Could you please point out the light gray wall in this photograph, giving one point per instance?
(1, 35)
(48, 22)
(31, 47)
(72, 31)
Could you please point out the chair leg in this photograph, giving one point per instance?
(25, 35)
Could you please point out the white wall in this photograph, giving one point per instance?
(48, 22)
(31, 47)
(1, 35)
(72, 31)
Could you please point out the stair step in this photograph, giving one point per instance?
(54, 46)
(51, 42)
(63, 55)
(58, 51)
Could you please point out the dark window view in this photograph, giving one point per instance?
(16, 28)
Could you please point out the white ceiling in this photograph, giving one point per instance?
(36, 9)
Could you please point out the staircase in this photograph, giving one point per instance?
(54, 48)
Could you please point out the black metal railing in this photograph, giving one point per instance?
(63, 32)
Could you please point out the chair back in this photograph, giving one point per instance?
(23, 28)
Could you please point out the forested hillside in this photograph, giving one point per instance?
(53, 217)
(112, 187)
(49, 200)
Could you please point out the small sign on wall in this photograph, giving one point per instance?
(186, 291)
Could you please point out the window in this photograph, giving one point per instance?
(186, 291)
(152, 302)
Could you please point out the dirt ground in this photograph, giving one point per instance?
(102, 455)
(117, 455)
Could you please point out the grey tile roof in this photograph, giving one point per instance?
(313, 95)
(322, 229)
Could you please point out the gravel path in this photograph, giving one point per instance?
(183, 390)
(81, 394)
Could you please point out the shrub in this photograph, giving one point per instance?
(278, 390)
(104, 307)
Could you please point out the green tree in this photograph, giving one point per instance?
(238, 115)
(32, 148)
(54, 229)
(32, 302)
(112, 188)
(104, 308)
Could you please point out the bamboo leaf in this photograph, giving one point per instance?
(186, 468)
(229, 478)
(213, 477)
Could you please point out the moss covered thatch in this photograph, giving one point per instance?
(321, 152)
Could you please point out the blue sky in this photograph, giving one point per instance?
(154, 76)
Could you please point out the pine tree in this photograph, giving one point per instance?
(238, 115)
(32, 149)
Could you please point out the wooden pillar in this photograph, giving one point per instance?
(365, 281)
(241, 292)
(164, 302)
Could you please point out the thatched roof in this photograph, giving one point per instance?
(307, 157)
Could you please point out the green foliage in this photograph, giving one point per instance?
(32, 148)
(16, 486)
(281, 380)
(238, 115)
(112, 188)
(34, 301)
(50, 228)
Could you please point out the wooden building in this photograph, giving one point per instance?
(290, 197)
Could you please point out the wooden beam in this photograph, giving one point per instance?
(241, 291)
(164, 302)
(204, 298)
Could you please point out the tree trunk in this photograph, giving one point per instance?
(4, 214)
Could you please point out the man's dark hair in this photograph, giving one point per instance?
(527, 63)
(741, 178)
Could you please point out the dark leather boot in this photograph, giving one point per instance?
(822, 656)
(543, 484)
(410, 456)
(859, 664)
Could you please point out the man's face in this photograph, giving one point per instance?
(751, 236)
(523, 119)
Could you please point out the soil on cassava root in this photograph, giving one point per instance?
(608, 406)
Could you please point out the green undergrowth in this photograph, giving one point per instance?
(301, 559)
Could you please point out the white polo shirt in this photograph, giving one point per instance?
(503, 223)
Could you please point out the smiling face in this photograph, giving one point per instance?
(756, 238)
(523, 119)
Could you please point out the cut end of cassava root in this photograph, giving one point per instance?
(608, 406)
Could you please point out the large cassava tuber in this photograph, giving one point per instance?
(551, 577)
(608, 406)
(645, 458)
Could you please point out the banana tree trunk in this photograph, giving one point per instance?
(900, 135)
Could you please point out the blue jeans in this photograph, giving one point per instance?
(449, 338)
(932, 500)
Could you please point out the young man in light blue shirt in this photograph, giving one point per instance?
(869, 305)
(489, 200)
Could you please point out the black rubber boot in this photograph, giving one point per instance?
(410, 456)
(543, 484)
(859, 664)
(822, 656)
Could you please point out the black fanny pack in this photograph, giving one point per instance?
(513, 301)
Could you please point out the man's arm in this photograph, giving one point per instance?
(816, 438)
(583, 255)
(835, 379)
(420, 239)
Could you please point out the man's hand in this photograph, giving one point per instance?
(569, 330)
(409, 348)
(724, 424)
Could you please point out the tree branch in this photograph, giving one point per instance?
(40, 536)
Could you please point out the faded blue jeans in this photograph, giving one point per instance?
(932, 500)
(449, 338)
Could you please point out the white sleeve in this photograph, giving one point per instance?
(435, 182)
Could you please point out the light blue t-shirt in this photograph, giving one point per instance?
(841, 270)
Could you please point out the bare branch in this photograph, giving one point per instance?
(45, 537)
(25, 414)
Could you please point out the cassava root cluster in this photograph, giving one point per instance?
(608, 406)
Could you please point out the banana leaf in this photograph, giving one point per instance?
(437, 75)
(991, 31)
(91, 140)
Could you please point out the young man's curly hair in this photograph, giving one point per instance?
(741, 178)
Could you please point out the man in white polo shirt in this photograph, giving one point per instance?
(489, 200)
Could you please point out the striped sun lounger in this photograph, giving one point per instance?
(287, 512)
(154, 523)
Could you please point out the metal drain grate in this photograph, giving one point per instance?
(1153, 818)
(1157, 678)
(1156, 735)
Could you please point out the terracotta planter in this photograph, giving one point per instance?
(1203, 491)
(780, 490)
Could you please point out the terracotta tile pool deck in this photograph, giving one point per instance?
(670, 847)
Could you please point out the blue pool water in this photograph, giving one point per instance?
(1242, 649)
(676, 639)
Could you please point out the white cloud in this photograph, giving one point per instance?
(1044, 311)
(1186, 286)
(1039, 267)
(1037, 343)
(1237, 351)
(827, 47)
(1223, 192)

- Task statement
Please write out again the stretch of material above from the line containing "Could you please point out the striped" through the end of the material, leaving each request unchanged and adding 88 to every coordinate in the answers.

- Final result
Could you please point out the striped sun lounger in this photograph, giving one point per instance?
(375, 600)
(242, 611)
Could you please point out the metal drain grate in this photograph, giving one point per instance?
(1241, 906)
(1245, 766)
(1244, 823)
Could you please point out the terracotta planter in this photograph, giving one point per instance?
(1291, 579)
(868, 578)
Could you please point out the terracotta tile pool deck in this photograph, giving one point per instance?
(758, 935)
Could you please point out the blue pool water in this photograph, giving one point per instance?
(1330, 737)
(764, 727)
Could you please point out the white cloud in this photograph, giving one point per instance?
(1132, 399)
(1274, 374)
(1127, 355)
(1125, 431)
(1325, 439)
(915, 135)
(1311, 280)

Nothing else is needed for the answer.